[[ The data open ]]

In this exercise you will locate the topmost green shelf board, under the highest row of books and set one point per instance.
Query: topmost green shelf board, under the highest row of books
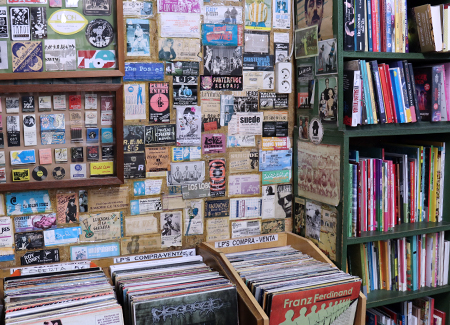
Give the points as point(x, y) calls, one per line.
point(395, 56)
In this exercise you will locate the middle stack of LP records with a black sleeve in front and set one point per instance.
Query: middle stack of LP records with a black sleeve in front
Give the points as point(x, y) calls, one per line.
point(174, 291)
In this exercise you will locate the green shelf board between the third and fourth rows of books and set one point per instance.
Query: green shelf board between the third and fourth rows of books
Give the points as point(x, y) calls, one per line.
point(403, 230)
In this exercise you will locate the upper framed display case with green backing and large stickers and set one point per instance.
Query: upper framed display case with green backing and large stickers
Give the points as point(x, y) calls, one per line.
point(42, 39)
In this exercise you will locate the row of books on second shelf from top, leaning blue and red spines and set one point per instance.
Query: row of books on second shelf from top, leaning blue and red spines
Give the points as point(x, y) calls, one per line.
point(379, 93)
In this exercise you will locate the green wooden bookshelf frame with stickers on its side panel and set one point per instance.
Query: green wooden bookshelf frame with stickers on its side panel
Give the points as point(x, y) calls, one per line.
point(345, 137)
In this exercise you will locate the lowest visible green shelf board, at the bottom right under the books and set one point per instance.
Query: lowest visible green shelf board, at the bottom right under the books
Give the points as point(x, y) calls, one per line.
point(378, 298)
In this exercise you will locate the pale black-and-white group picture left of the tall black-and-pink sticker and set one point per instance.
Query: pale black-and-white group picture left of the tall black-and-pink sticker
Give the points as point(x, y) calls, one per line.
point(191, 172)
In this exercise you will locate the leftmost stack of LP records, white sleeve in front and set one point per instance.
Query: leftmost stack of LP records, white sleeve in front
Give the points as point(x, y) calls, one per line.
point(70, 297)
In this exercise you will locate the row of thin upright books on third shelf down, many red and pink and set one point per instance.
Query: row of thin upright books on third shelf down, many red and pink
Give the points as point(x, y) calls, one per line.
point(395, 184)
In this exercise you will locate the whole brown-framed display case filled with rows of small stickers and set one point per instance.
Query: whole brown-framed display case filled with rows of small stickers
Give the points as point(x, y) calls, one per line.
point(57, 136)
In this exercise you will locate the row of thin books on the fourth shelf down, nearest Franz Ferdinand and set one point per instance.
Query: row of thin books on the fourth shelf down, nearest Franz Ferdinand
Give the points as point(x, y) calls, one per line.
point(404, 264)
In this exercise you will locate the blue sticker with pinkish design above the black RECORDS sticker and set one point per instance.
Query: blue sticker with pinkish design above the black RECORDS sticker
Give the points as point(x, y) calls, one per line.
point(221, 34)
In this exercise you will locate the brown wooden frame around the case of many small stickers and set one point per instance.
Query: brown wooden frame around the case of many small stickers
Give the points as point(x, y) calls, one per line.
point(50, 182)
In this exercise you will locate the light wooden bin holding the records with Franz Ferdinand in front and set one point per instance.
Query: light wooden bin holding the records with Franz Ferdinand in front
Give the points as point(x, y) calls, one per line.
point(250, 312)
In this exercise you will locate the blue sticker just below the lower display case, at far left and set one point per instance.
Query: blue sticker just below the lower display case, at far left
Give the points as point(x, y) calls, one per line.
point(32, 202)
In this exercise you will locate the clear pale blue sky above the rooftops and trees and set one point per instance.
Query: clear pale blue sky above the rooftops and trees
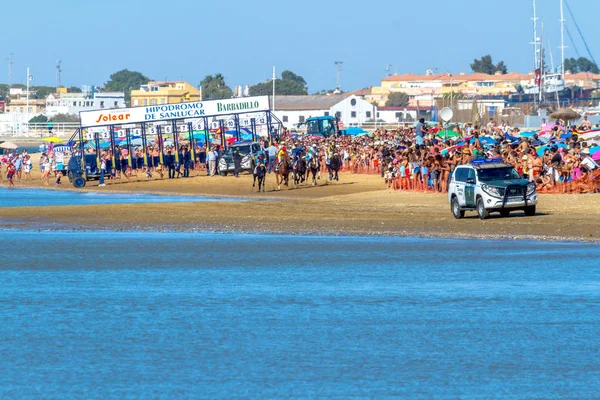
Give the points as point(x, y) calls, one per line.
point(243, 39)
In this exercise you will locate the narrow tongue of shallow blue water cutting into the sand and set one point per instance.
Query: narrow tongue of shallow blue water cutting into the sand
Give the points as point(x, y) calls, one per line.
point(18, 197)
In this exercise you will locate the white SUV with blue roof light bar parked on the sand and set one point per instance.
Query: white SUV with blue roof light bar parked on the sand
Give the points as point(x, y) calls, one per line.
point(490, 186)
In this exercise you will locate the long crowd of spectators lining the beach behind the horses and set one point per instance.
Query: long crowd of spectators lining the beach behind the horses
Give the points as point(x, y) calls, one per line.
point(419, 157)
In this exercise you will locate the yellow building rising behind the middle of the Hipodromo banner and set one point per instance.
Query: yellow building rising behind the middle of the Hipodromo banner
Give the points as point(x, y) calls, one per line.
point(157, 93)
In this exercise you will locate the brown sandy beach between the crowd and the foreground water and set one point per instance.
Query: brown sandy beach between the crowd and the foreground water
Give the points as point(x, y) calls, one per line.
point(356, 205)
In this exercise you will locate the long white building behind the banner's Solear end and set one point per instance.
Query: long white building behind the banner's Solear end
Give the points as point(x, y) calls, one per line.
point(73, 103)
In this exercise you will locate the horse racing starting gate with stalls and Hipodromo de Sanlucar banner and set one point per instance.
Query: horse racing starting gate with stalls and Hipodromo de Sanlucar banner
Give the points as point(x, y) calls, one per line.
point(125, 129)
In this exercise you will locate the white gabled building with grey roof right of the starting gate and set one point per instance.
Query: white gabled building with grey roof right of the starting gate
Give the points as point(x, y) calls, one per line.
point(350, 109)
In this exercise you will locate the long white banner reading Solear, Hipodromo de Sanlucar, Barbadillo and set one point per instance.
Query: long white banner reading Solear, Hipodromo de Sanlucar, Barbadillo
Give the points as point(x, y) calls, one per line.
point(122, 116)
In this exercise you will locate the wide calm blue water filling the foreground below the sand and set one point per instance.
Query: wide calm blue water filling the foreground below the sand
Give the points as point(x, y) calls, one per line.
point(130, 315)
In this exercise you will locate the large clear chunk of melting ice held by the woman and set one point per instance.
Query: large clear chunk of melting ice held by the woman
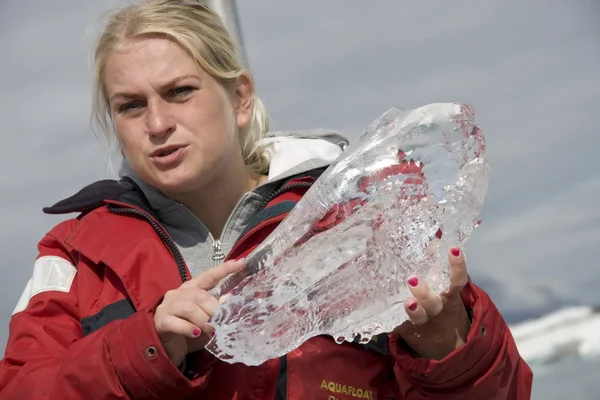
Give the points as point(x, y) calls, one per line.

[[ The data closed ]]

Consider the entries above and return each line with the string "wide".

### Solution for this exercise
In this exercise you will locate the wide calm blue water filling the foreground below the sand and set one point per instance.
Query: wide calm blue water filling the foreground below the sand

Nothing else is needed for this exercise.